# REQUIREMENT 1:
In the Haldighati Passenger text, which train number departs from Agra Fort?

# SOURCE EXTRACT:
··········

Haldighati Passenger is a passenger train of Indian Railways, which runs between Agra Fort railway station of Agra of  Indian state Uttar Pradesh and Ratlam Junction railway station of Ratlam, Madhya Pradesh covering whole  Haldighati region.

Arrival and departure
Train no. 59811 departs from Ratlam daily at 08:35 hrs. reaches Agra Fort, the same day at 06:00 hrs. 
Train no. 59812 departs from Agra Fort, daily at 18:45 hrs., reaching Ratlam the same day at 15:35.

··········

# EXTRACTED DATA:
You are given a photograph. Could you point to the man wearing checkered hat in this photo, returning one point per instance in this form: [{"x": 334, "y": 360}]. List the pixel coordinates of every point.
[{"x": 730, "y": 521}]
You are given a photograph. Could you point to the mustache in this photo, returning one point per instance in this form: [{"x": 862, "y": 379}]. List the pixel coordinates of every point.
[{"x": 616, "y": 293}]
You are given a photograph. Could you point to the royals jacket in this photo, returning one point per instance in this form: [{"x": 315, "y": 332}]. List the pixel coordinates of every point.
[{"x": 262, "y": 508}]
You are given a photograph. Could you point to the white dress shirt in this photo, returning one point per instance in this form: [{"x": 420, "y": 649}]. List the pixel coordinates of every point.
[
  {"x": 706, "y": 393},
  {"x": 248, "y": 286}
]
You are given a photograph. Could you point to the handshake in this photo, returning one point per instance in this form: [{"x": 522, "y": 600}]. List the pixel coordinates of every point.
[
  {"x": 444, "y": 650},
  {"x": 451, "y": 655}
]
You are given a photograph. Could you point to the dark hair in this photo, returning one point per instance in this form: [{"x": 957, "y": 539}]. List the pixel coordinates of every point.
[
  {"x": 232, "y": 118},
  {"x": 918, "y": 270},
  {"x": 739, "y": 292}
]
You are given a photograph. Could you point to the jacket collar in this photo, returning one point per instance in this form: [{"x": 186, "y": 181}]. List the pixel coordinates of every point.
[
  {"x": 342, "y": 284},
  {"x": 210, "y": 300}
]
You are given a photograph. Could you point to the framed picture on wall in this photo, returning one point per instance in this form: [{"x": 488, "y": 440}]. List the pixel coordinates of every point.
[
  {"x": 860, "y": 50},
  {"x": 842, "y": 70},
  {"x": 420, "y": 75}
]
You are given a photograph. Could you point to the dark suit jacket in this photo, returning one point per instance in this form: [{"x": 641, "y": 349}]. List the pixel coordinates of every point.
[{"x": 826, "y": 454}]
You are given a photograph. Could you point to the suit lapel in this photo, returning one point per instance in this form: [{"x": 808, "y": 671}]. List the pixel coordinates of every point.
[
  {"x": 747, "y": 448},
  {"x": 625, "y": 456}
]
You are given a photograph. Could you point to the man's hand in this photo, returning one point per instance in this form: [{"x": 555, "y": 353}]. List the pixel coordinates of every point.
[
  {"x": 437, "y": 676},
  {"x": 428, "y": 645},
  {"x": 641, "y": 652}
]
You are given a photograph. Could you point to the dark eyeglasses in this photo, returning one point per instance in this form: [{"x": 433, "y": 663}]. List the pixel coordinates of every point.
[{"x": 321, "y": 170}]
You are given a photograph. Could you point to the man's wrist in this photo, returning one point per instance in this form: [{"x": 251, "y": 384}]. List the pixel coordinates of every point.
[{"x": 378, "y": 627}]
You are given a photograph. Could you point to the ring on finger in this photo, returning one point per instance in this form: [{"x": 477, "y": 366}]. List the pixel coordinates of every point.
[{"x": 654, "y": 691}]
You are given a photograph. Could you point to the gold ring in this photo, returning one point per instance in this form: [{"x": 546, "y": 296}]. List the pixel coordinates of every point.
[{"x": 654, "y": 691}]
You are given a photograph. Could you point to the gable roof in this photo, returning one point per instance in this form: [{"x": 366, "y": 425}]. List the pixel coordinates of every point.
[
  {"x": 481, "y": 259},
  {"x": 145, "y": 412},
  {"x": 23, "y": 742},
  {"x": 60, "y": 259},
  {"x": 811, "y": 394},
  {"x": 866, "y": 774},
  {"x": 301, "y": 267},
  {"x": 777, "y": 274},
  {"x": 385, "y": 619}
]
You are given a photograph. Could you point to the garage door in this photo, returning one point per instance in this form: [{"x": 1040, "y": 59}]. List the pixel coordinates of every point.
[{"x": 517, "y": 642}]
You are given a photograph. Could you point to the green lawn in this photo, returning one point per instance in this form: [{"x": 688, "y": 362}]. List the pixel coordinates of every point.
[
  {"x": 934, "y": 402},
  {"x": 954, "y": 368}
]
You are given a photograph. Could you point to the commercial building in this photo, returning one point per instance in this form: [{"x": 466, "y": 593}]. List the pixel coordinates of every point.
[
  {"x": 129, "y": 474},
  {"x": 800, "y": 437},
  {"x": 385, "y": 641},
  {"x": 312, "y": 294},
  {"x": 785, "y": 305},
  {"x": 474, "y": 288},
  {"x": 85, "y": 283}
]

··········

# REQUIREMENT 2:
In the rows, substitute "pixel positions" for "pixel coordinates" across the stretch from the line containing "You are given a photograph. Could you point to the green" through the end of the rows. Return only that stretch, with everything else unchanged.

# RESULT 1:
59812

# RESULT 2:
You are given a photograph. Could you point to the green lawn in this photo, returning one point per instance in this form: [{"x": 688, "y": 362}]. List the pixel positions of every point.
[
  {"x": 934, "y": 402},
  {"x": 954, "y": 368}
]
You are given a photograph. Could you point to the commercial building in this photo, returning one point per instance in this form: [{"x": 466, "y": 593}]. List the pixel positions of every point.
[
  {"x": 129, "y": 474},
  {"x": 800, "y": 437},
  {"x": 385, "y": 641},
  {"x": 312, "y": 294},
  {"x": 785, "y": 305},
  {"x": 474, "y": 288},
  {"x": 85, "y": 283}
]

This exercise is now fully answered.